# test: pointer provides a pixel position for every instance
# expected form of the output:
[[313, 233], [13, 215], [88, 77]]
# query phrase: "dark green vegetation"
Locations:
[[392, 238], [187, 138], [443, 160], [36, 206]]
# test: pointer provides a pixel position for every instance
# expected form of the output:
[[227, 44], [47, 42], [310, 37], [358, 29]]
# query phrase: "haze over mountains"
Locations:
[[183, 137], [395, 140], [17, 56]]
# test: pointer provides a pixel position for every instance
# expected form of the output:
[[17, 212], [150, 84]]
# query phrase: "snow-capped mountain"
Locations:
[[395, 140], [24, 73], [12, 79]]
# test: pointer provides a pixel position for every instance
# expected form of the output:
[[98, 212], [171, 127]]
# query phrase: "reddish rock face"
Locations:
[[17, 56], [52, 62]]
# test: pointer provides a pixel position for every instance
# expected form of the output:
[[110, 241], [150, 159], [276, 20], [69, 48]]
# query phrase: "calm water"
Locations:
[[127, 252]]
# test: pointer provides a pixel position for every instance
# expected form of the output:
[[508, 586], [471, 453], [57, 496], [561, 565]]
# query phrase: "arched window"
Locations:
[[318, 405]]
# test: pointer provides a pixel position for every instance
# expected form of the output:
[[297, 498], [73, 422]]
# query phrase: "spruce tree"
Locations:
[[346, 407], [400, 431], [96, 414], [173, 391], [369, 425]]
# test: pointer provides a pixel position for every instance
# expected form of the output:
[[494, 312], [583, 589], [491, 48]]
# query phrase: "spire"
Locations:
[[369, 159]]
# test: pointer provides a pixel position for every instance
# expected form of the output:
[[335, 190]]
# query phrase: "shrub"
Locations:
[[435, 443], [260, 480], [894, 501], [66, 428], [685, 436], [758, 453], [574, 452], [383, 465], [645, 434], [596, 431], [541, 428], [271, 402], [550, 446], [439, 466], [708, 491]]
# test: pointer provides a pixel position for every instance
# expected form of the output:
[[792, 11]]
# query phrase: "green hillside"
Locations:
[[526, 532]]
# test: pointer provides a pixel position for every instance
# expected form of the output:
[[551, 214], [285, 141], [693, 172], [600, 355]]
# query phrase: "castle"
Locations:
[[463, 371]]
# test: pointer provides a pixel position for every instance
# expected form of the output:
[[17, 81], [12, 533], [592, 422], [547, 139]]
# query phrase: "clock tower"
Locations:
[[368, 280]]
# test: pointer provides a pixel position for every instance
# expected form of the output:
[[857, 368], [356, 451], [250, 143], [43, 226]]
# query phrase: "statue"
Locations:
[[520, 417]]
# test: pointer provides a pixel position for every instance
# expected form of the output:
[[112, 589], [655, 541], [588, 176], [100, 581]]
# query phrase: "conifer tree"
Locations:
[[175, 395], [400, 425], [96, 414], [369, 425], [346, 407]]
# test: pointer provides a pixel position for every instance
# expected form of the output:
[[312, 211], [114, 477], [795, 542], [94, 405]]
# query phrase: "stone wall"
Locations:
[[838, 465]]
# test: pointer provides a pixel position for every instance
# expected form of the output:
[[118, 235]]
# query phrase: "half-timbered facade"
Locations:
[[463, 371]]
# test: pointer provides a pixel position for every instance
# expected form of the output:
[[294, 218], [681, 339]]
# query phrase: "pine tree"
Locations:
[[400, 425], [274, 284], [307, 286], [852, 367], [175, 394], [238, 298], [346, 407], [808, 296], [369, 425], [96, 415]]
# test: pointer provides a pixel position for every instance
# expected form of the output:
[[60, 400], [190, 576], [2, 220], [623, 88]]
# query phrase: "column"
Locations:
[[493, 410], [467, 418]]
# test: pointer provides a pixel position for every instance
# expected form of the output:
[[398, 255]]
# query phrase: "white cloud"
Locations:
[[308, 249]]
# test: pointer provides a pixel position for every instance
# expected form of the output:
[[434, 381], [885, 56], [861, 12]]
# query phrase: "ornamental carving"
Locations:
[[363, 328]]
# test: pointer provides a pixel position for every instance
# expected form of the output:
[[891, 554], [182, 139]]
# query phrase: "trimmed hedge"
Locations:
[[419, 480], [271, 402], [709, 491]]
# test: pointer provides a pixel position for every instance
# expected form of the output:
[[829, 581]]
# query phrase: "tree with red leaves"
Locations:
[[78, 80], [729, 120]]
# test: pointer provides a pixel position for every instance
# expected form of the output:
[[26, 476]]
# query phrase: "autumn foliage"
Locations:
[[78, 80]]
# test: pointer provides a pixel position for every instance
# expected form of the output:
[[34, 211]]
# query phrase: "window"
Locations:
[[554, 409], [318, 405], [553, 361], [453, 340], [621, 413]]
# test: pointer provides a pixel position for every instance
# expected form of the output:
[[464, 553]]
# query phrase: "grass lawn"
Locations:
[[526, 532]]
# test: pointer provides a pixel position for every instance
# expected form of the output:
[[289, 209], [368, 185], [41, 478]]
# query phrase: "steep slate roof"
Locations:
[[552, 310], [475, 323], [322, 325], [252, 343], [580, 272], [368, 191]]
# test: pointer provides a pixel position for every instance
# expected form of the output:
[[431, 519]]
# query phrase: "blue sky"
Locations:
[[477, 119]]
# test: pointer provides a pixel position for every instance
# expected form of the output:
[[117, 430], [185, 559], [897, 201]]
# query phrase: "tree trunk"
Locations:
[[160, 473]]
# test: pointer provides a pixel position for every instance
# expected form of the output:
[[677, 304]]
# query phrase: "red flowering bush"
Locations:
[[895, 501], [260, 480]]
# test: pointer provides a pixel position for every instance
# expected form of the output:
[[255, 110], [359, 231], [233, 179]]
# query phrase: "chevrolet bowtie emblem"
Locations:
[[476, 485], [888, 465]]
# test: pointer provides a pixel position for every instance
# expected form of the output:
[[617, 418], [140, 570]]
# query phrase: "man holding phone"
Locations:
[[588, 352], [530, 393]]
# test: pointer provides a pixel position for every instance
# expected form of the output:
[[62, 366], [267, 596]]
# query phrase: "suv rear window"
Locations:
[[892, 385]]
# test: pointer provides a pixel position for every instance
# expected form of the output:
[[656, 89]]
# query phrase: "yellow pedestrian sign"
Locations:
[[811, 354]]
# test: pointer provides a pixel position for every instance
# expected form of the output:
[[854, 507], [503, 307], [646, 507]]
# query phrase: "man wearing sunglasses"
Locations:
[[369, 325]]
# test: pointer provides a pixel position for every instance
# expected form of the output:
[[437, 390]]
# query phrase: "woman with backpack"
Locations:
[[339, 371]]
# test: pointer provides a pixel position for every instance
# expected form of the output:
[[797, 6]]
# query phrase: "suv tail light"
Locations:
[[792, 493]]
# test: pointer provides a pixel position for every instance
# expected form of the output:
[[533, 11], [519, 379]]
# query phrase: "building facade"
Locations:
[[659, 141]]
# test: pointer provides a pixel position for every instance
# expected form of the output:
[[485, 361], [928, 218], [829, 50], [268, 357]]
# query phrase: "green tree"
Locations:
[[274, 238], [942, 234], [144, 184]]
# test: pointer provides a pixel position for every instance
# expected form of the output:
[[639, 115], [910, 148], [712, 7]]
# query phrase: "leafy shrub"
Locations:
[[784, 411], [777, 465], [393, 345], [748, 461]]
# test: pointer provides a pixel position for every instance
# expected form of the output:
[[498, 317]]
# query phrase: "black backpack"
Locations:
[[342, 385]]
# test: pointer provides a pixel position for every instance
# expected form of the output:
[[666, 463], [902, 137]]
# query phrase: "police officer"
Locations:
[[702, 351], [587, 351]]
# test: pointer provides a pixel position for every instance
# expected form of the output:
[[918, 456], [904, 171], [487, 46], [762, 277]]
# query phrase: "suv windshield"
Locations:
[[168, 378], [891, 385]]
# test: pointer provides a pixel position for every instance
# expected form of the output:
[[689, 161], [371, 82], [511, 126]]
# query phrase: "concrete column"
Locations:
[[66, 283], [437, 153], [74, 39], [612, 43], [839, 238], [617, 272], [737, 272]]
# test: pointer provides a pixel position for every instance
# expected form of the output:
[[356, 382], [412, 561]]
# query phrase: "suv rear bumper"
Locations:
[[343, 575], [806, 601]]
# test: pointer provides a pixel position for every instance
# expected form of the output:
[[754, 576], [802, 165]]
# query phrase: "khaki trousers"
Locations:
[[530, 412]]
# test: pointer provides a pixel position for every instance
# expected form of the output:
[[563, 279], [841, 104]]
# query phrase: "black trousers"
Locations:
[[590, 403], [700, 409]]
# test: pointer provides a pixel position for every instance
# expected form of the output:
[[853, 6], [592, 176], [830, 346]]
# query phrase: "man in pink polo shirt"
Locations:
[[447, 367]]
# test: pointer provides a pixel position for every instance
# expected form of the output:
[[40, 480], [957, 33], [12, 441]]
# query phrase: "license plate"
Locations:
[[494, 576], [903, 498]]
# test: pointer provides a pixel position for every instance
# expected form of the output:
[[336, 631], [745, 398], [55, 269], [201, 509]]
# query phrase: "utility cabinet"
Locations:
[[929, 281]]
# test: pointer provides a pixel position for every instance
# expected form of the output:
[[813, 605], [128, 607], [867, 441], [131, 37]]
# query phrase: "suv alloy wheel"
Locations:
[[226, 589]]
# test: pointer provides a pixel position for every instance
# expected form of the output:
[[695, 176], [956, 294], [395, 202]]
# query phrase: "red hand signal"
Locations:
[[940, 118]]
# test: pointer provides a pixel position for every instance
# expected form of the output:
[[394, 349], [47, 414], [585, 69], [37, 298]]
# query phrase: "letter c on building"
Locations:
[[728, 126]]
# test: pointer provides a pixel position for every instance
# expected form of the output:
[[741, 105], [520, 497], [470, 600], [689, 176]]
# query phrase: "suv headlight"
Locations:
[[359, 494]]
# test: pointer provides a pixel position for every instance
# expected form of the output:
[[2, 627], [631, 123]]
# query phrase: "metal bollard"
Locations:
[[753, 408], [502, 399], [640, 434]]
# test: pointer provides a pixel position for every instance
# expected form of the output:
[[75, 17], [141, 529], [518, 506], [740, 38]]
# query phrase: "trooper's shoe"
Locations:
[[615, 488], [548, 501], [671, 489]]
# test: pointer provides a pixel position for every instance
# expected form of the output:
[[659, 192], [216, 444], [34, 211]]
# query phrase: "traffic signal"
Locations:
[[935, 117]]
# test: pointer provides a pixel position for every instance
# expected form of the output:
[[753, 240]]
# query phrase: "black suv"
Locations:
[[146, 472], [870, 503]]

============================================================

Please write out the material again from its first line through the line holding "[[392, 238], [187, 138], [443, 160], [36, 206]]", both ends included, keeping the requests and adding 46 to each point coordinate in the answers.

# test: pointer provides a pixel position for every instance
# expected form of the output:
[[313, 233], [13, 215], [88, 77]]
# query phrase: "dark green vegetation"
Locations:
[[438, 284], [233, 184], [489, 206], [82, 252]]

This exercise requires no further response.